• Exercise details: Emit a verbatim copy of the lines running from the line with "of the distant" through the end of the material below.

• Data:
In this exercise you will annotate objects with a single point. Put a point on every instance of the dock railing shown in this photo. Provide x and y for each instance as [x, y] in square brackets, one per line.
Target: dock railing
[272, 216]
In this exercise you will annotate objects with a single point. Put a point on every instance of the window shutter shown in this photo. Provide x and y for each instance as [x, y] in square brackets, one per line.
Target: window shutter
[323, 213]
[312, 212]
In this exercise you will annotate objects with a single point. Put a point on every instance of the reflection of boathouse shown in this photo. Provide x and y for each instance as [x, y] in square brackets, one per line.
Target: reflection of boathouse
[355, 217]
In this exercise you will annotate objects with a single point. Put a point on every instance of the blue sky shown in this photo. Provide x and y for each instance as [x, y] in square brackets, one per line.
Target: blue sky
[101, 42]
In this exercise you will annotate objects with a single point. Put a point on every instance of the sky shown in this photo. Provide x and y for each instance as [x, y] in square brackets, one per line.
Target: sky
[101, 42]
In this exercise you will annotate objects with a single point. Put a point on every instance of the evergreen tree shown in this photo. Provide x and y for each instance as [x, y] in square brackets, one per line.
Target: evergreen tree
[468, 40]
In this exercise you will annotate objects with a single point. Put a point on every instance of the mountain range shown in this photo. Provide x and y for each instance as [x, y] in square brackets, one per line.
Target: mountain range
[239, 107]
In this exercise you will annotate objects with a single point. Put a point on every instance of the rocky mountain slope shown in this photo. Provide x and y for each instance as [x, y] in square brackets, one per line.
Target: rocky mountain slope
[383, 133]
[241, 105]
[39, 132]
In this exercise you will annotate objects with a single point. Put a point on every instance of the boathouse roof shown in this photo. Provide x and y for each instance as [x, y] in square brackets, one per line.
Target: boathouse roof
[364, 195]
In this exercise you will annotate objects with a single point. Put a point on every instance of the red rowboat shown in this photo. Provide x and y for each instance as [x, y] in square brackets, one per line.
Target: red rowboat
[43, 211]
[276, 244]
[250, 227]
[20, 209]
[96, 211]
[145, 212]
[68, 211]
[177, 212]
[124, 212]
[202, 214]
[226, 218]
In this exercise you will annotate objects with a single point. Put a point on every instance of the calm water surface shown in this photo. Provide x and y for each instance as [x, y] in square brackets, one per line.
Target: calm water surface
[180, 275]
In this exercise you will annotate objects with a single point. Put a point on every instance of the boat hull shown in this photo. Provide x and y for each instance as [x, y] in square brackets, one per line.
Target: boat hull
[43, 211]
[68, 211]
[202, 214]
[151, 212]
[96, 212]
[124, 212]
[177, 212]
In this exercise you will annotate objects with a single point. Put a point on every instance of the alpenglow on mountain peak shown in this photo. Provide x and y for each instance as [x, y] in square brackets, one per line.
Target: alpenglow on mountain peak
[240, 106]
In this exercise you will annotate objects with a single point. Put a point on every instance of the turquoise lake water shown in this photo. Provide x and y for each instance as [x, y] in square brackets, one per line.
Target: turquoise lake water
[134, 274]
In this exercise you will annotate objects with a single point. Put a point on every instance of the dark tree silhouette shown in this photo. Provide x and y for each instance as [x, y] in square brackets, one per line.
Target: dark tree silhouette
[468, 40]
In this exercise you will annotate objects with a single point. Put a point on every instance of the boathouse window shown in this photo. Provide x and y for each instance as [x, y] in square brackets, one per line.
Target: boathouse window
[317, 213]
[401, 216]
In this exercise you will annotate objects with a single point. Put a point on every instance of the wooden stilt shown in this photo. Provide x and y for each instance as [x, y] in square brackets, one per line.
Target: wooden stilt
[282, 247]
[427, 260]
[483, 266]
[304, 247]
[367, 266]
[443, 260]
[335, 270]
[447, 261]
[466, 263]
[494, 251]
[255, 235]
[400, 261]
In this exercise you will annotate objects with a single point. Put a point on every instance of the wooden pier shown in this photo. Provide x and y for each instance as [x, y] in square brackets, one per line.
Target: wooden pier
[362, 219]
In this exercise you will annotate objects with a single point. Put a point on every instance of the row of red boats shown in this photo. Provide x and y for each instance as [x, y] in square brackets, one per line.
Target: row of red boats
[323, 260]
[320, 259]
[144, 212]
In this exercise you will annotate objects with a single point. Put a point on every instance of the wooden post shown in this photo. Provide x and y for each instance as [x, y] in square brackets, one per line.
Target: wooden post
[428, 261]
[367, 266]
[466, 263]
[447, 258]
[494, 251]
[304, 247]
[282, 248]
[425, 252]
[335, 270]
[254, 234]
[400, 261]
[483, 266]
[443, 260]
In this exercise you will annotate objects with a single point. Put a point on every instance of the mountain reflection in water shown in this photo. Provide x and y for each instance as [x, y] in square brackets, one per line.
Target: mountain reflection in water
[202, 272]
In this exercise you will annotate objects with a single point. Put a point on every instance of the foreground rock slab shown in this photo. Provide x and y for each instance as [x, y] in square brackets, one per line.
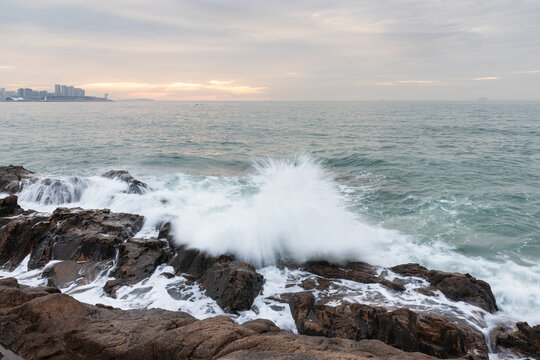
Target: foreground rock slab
[401, 328]
[43, 324]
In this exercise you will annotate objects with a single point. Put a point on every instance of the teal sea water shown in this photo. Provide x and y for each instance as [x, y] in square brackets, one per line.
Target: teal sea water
[452, 185]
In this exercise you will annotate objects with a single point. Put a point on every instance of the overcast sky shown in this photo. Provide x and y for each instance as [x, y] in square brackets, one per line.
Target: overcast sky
[275, 50]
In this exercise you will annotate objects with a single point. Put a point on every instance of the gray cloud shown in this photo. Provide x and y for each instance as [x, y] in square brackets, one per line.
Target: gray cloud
[286, 50]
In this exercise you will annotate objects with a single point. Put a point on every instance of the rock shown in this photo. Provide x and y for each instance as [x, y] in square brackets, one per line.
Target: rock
[137, 260]
[65, 273]
[135, 186]
[354, 271]
[19, 237]
[192, 261]
[11, 177]
[12, 294]
[233, 284]
[83, 235]
[455, 286]
[401, 328]
[56, 326]
[525, 340]
[9, 206]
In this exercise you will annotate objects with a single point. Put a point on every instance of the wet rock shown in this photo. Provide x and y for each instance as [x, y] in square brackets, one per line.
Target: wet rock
[65, 273]
[12, 294]
[135, 186]
[401, 328]
[523, 341]
[9, 206]
[83, 235]
[233, 284]
[458, 287]
[354, 271]
[18, 237]
[192, 261]
[11, 177]
[56, 326]
[137, 260]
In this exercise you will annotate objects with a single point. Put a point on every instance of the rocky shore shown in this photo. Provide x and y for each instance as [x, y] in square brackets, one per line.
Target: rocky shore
[76, 246]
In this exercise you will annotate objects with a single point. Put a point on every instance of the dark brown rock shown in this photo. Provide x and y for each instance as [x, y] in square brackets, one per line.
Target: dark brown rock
[354, 271]
[56, 326]
[11, 177]
[19, 237]
[65, 273]
[135, 186]
[137, 260]
[192, 261]
[458, 287]
[83, 235]
[525, 340]
[9, 206]
[233, 284]
[12, 294]
[401, 328]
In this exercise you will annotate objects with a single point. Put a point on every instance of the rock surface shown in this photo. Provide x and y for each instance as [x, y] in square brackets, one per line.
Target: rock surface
[135, 186]
[18, 237]
[354, 271]
[455, 286]
[525, 340]
[401, 328]
[83, 235]
[233, 284]
[46, 325]
[137, 260]
[9, 206]
[11, 177]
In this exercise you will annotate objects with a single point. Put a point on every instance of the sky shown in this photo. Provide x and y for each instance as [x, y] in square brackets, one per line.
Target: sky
[275, 50]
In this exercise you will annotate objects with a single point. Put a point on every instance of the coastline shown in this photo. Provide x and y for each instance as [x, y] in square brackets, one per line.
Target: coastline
[94, 243]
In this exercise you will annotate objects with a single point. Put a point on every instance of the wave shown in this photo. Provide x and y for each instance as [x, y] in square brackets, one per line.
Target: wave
[286, 209]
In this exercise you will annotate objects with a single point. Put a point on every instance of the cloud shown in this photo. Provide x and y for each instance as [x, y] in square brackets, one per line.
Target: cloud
[163, 90]
[528, 72]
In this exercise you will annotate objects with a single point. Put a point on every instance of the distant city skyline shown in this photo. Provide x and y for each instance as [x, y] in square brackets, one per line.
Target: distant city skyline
[302, 50]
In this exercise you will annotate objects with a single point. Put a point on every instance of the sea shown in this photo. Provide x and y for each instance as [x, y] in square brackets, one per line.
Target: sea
[453, 186]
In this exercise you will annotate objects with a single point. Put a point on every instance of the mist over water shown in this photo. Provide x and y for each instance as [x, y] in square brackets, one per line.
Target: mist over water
[453, 186]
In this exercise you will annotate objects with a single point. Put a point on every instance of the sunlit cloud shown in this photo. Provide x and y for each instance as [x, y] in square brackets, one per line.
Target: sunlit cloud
[167, 90]
[528, 72]
[409, 82]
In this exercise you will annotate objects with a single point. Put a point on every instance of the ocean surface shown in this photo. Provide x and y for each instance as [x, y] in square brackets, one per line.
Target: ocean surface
[451, 185]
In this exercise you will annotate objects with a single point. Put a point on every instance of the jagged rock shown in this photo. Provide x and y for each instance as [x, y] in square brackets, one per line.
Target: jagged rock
[12, 294]
[56, 326]
[233, 284]
[19, 237]
[401, 328]
[525, 340]
[192, 261]
[458, 287]
[11, 177]
[135, 186]
[65, 273]
[83, 235]
[355, 271]
[9, 206]
[137, 260]
[165, 230]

• Worked answer:
In this exercise you will annotate objects with a single point. Put a point on every instance of the distant city skyline shown in this photo. Provide x and y for each instance as [x, y] in square brackets, one per line.
Target: distant city skyline
[302, 50]
In this exercise you will annotate objects with a single point. Put a point on every instance of the sea shown in this photo. Provide x and y for each instance as [x, y] in square brackets, one per line.
Target: sea
[453, 186]
In this exercise you will annotate objects with a single point. Put a point on every instance of the mist over water shown in this photo. Provide x and y for each instance as [x, y] in square brackets, one per line.
Target: mist over water
[453, 186]
In this exercise you will annotate objects with a single point. Put a point on every instance of the sunlit cloud shown in this photo. Provide x and y for each instance as [x, y] in square brackets, one per line.
Target: sunlit cloud
[167, 90]
[528, 72]
[409, 82]
In this exercise you will annotate objects with a single point. Put a point on every instance of the ocean surface shown in this photo. Provide x and y for each instance as [x, y] in square brackets, one per line.
Target: ocean surface
[451, 185]
In this exercise you will annotate objects with a single point. Put a point on every instance of the jagged rock shown in this photo. Provide x and y for each instance as [x, y] in square brackets, one per line.
Target: jagged rock
[12, 294]
[56, 326]
[233, 284]
[19, 237]
[401, 328]
[525, 340]
[192, 261]
[458, 287]
[11, 177]
[135, 186]
[65, 273]
[83, 235]
[355, 271]
[9, 206]
[137, 260]
[165, 230]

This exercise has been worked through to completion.